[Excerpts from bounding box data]
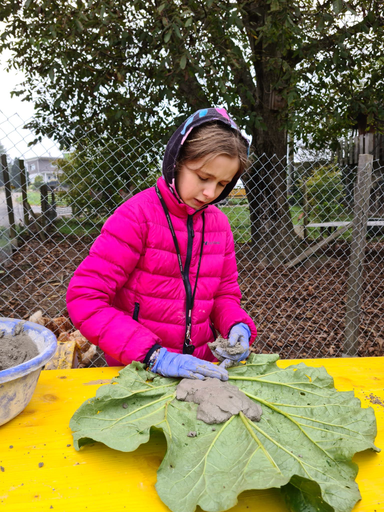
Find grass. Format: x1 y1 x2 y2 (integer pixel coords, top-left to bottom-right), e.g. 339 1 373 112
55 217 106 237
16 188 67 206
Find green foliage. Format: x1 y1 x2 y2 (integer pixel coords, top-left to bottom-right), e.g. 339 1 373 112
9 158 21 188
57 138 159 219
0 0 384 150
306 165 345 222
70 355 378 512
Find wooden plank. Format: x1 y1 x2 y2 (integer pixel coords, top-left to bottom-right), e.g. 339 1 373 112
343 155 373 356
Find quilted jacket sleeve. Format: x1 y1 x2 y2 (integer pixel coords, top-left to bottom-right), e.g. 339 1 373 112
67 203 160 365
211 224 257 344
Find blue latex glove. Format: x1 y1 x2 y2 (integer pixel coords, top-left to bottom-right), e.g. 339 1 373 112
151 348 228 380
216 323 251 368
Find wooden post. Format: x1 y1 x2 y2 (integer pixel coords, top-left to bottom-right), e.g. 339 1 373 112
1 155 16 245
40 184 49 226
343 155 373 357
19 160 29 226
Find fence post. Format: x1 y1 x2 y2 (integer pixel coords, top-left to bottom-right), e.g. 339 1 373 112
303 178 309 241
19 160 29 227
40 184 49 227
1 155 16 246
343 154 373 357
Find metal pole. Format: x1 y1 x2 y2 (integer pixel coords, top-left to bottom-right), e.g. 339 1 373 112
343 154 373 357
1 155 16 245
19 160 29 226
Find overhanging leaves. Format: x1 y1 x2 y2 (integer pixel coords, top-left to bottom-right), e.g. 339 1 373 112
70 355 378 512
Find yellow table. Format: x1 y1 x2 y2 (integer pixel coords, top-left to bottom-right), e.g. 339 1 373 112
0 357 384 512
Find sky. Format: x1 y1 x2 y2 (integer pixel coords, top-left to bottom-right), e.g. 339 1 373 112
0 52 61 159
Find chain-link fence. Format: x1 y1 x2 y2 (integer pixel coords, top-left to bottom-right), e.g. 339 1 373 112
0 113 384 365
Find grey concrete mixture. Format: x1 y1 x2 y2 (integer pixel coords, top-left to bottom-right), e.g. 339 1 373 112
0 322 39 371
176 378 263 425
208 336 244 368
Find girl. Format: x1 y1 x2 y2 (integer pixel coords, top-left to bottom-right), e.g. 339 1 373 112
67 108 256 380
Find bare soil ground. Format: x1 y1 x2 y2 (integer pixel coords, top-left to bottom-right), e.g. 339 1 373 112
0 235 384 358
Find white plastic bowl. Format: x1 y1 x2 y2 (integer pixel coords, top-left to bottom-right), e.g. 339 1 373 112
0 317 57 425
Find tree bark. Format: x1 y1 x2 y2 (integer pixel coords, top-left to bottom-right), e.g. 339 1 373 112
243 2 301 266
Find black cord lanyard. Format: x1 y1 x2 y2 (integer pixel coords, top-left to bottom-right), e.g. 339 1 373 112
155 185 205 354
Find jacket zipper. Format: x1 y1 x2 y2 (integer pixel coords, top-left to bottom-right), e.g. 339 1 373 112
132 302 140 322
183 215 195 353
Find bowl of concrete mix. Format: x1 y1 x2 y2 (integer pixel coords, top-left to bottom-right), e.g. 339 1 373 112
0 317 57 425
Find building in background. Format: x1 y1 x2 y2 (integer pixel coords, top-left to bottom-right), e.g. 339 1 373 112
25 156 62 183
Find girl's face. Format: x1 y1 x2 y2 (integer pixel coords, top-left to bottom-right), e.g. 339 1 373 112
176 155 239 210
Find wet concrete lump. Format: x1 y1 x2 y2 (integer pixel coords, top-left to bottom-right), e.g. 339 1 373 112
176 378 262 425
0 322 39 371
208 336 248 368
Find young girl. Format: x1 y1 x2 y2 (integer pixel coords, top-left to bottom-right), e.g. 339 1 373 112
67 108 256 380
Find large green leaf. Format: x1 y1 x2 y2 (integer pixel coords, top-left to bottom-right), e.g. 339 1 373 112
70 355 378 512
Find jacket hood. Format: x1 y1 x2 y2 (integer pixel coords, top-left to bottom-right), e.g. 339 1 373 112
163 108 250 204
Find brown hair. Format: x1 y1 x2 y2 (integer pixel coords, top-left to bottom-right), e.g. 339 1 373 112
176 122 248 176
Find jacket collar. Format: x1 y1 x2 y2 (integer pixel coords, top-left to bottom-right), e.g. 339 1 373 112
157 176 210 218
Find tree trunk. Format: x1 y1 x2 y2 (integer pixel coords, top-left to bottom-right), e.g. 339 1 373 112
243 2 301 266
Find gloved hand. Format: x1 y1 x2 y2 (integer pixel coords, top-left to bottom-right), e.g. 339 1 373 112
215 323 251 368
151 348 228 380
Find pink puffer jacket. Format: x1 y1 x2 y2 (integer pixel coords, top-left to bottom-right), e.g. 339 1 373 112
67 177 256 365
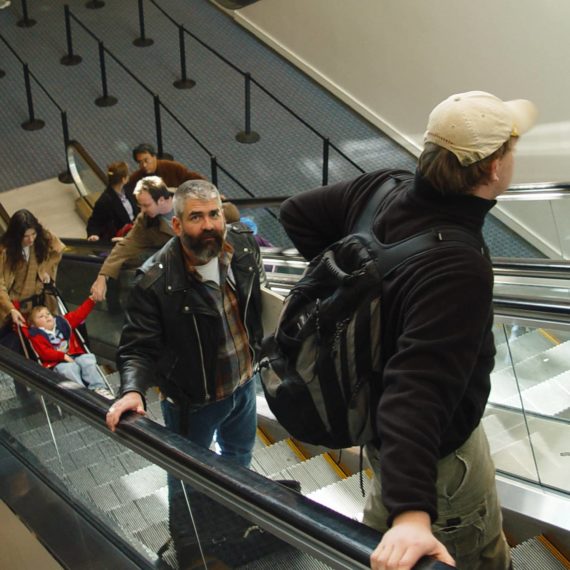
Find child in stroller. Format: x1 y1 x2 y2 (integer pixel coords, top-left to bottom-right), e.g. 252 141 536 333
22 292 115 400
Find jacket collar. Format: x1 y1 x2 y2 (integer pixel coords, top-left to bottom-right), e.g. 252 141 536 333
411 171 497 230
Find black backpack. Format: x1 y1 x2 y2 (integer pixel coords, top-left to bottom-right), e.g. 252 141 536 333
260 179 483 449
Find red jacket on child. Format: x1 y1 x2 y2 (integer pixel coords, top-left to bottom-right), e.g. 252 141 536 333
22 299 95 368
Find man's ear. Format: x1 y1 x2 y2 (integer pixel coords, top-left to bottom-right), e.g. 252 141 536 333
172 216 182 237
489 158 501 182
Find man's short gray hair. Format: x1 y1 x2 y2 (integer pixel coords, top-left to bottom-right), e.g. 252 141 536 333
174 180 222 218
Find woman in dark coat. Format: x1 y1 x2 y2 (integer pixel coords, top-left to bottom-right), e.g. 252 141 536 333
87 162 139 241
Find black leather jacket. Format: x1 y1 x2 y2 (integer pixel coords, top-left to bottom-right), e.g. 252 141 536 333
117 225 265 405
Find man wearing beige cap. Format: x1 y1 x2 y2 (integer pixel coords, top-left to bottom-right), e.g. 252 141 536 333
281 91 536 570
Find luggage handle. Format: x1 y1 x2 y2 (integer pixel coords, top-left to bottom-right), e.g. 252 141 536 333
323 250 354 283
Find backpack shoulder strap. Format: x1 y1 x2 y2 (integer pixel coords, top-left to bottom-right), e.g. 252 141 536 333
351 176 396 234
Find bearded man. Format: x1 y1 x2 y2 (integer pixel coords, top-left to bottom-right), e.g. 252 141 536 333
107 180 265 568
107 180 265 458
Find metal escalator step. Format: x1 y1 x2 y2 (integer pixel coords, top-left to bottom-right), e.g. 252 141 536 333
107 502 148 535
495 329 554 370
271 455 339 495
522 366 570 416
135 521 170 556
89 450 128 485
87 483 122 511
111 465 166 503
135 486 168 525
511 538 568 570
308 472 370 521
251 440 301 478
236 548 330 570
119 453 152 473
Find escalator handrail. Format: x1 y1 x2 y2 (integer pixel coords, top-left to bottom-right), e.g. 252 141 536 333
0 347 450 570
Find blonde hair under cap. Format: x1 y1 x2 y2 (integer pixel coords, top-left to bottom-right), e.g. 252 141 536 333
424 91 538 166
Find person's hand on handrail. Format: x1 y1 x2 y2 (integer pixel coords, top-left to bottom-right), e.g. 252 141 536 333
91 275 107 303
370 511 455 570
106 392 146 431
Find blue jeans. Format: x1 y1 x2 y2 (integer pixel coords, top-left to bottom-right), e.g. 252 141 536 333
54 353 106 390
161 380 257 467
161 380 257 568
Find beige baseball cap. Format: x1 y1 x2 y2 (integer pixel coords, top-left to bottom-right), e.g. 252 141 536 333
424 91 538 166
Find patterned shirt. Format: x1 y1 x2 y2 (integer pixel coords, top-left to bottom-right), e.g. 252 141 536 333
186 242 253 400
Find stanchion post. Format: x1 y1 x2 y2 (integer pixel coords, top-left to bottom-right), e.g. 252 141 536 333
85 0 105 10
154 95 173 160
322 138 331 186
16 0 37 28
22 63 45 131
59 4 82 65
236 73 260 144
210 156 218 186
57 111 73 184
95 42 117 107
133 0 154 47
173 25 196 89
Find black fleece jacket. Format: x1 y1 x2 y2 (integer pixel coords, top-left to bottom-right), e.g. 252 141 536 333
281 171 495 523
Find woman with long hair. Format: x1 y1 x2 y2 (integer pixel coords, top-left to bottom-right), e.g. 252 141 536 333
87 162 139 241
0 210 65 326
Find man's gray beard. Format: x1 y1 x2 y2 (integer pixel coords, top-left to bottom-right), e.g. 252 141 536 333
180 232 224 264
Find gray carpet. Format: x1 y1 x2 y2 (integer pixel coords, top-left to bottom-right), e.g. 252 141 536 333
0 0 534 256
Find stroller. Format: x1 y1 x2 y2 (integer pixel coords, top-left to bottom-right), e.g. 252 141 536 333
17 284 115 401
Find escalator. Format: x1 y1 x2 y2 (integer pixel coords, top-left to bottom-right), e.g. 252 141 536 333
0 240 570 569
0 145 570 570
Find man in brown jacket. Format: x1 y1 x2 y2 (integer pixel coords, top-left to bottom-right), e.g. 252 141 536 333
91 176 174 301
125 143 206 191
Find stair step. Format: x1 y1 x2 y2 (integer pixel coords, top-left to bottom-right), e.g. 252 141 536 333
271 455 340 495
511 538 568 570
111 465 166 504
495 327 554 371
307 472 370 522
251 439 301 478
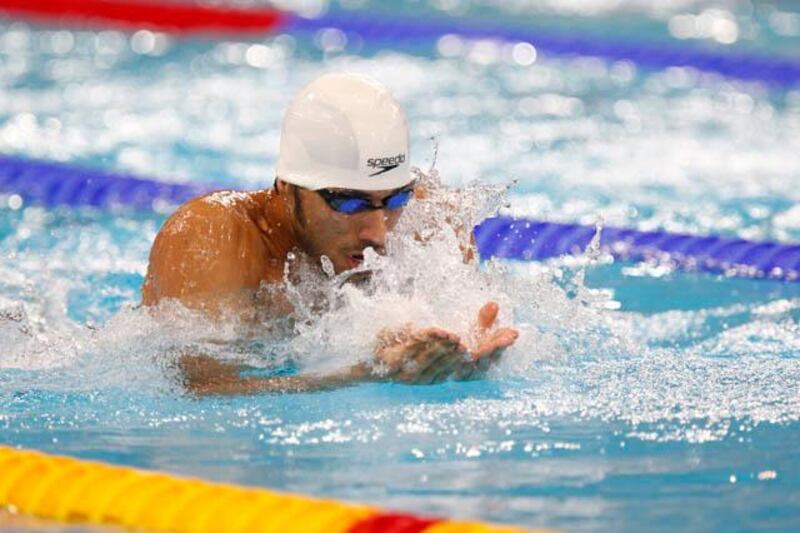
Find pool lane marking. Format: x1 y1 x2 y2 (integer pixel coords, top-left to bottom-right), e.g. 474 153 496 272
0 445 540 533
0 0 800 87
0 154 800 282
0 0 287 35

> STATED GOAL:
Which lines in the items above contain the string "fence"? Show every such line in full, treating uppercase and lowercase as different.

> RESULT OF THIS TASK:
Find fence post. Format: x1 y1 x2 y2 (integer pixel coords, top-left to bottom-right), e.g. 339 1 373 112
Find chain-link fence. Format: x1 y1 x2 y2 (integer pixel coords, top-left to bottom-right), e.g. 339 1 373 112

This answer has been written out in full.